BEGIN Text segment

James Siena

b. 1957 in Oceanside, CA; lives in New York, NY


 

James Siena creates intricate geometric patterns from what he describes as self-imposed, predetermined sets of rules, or “visual algorithms.” He works across a broad range of media, with printmaking, drawing, and painting at the center of his practice.  

Siena was invited to create the 2012 Collectors Club print, resulting in the elegant lithograph Sagging Infected Triangular Grid. He explains the process and his singular handling of geometric forms this way:  

The triangular grid image is something I’ve been exploring for a few years now. It’s an interactive procedure that makes the image: 1. Draw a diagonal line connecting two opposite corners of the rectangle (making two triangles). 2. Draw a perpendicular line from the hypotenuse of each triangle that intersects the vertex of the two remaining sides (making four triangles). 3. Repeat. Sounds simple, and it is, but complexities arise when move #2 is repeated many, many, many times, and it becomes harder to keep track of whether or not the move is made consistently across the field of ever increasing triangles. That is the human side of the thing. I’m sure programmers can devise algorithms that can do this perfectly, but that’s not the point, and in this print, the process is further corrupted and made human by the sagging of the grid (a unidirectional distortion approximating gravity and weight), and the “infection” of the intersections (locking the grid together in one plane, turning triangles into cells).”

END Text segment
BEGIN Provided records

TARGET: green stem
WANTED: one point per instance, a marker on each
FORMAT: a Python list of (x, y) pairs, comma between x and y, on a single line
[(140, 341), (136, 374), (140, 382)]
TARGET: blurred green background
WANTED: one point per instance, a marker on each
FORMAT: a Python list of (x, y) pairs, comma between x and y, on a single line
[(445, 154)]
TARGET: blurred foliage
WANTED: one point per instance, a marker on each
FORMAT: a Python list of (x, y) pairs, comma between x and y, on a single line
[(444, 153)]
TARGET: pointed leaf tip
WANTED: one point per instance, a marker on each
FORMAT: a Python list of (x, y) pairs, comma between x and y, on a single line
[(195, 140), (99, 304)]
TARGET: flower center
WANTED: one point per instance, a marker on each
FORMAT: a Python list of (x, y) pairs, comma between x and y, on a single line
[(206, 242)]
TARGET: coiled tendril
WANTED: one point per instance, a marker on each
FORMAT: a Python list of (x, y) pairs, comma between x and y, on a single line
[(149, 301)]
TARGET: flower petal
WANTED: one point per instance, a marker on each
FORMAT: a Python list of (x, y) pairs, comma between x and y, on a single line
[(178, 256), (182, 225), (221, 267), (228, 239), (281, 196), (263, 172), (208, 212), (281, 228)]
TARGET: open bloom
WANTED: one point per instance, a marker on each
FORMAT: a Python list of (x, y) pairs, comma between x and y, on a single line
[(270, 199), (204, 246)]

END Provided records

### Problems to work on
#1 Translate this sentence from the James Siena profile into Spanish: "He works across a broad range of media, with printmaking, drawing, and painting at the center of his practice."
#2 Rewrite the passage of the James Siena profile from "James Siena creates" to "of his practice.", changing "intricate" to "elaborate".
The records are independent material, unrelated to the James Siena profile.

### Solution list
#1 Trabaja con una amplia variedad de medios, con el grabado, el dibujo y la pintura en el centro de su práctica.

#2
James Siena creates elaborate geometric patterns from what he describes as self-imposed, predetermined sets of rules, or “visual algorithms.” He works across a broad range of media, with printmaking, drawing, and painting at the center of his practice.